Problem requirements ▸
A faithful copy of all the entries is required, with no pictures in it.

(Collection entries)
=======
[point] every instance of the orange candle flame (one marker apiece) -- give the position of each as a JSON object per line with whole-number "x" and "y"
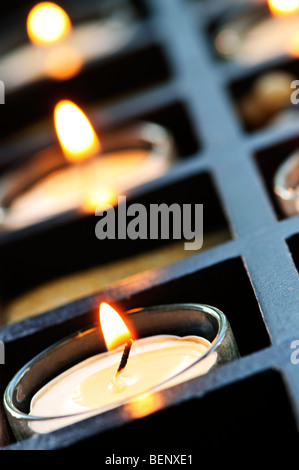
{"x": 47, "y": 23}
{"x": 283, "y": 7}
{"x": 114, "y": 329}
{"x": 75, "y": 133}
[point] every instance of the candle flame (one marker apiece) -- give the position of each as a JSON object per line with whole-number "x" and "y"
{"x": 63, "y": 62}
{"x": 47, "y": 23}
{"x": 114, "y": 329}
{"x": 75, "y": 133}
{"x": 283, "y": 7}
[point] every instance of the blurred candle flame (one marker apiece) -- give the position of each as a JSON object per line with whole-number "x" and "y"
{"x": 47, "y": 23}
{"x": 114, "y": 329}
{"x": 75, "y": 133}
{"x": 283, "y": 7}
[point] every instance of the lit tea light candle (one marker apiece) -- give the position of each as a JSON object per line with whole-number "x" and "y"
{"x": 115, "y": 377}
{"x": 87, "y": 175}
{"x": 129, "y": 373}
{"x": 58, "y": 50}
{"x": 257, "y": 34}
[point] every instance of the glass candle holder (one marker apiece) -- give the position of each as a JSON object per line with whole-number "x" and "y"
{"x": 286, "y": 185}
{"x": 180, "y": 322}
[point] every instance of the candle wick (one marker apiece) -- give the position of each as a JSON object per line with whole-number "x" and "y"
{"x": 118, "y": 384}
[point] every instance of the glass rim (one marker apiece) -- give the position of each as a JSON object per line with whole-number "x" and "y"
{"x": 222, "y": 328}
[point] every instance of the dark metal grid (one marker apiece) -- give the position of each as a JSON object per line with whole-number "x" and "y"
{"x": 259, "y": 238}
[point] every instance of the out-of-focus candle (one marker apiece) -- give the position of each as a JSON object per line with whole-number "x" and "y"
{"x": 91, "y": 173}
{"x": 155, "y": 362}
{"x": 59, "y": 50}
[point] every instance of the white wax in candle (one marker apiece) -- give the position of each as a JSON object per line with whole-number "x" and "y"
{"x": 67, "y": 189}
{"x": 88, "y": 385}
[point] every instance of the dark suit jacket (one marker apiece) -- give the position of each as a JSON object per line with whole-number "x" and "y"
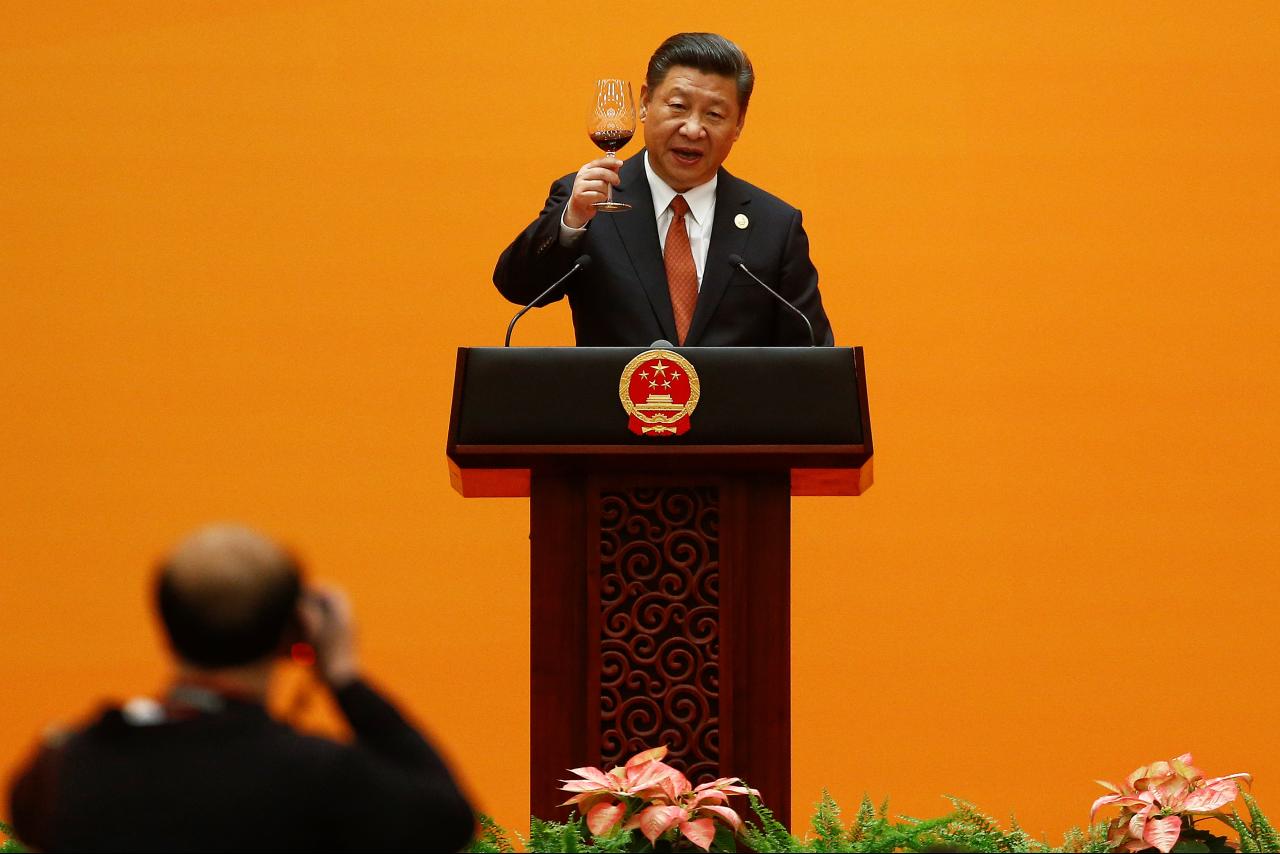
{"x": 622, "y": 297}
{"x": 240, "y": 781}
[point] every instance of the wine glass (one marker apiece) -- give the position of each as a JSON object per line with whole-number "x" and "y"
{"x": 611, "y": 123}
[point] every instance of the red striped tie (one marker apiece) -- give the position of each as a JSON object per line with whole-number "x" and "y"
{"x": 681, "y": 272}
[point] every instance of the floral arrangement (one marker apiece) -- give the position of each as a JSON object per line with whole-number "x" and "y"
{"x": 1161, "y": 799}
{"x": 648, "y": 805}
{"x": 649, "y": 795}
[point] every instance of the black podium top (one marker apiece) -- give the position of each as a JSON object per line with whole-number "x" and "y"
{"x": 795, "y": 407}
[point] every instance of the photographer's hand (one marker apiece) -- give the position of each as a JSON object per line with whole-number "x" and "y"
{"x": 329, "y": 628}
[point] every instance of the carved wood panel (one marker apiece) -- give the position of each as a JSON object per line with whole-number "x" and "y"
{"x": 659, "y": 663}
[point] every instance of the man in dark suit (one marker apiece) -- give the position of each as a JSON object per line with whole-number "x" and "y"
=======
Solution to this task ▸
[point] every instance of the orange candle flame (one marker apiece) -- give the position of each as a JSON object per line with whole-number "x" and "y"
{"x": 47, "y": 23}
{"x": 283, "y": 7}
{"x": 114, "y": 329}
{"x": 75, "y": 133}
[point] every instance of the candle flame (one marker apiece) -- give the position of each as a JSON object per line with whole-number "x" and "y"
{"x": 63, "y": 62}
{"x": 47, "y": 23}
{"x": 114, "y": 329}
{"x": 75, "y": 133}
{"x": 283, "y": 7}
[point] every instance of the blurred candle flame (one marker apiece) -- give the position of each as a JSON object per line with whole-number "x" and "y"
{"x": 47, "y": 23}
{"x": 114, "y": 329}
{"x": 75, "y": 133}
{"x": 283, "y": 7}
[point] every instance of the lit tea light candle (one marker apiece) -- give the position of each as a JSON object per line with whole-number "x" and "y"
{"x": 115, "y": 377}
{"x": 87, "y": 175}
{"x": 129, "y": 373}
{"x": 58, "y": 50}
{"x": 257, "y": 34}
[point] every instance of the glass candle holder (one marker apiece) -- give the position of each as a JSON object per line with whole-number "x" and "y"
{"x": 286, "y": 185}
{"x": 180, "y": 322}
[point] every instance of the candle wick (one marker apiece) -- give the position of each as a JSON object per line with whole-number "x" and "y"
{"x": 118, "y": 384}
[point] every instance of the glass rim (one marker apiece) -- give the position of each as a JSON object per line with whole-number "x" and "y"
{"x": 222, "y": 328}
[point] every instance of the dark metal grid (one marker apiece) -- give the position of each as a JSON object per line with whole-number "x" and "y"
{"x": 259, "y": 238}
[point] every instance of the out-of-focus candle (one marker apiece) -- give the position of each as a JSON object per line with whole-number "x" and "y"
{"x": 91, "y": 173}
{"x": 155, "y": 362}
{"x": 59, "y": 50}
[point] every instance of the white wax in candle (one marker apiece) -- give the position of each as a JSON object per line with whole-number "x" and "y"
{"x": 67, "y": 189}
{"x": 88, "y": 385}
[point] every instance of the dark suit jacket (one marker apiece) -- give the position of each as a JSON object per line with whole-number "x" and "y"
{"x": 622, "y": 297}
{"x": 240, "y": 781}
[point] every instance of the wine glass (one marker apiece) -- give the position of each as a JSON object per line with whole-number "x" and "y"
{"x": 611, "y": 123}
[point] every instance of the red striped tie (one marker apiece) -- give the position of each as a JSON object per line with whole-number "x" and "y"
{"x": 681, "y": 272}
[point] every instance of the floral arrangement (one marker apiece) -- give the position of each as a JSON object per line with whole-number "x" and "y"
{"x": 1161, "y": 799}
{"x": 648, "y": 805}
{"x": 649, "y": 795}
[point] every instance of the black podium top (one marker apiece) -- give the position of each as a JSON object per line with whole-number "x" and "y"
{"x": 795, "y": 407}
[point] every instance of the photographer's hand (one marker apiece) -- give the position of each as a JSON object per line with whole-number "x" and "y"
{"x": 329, "y": 628}
[point] every instance of the carved wood panel (one marker apiece) -- give the position of each as a JSON object per line with whole-number "x" and "y"
{"x": 659, "y": 663}
[point] every instance of the man in dark suit (one marker apiece) -- give the position of each as a JSON object per line with whole-number "x" and "y"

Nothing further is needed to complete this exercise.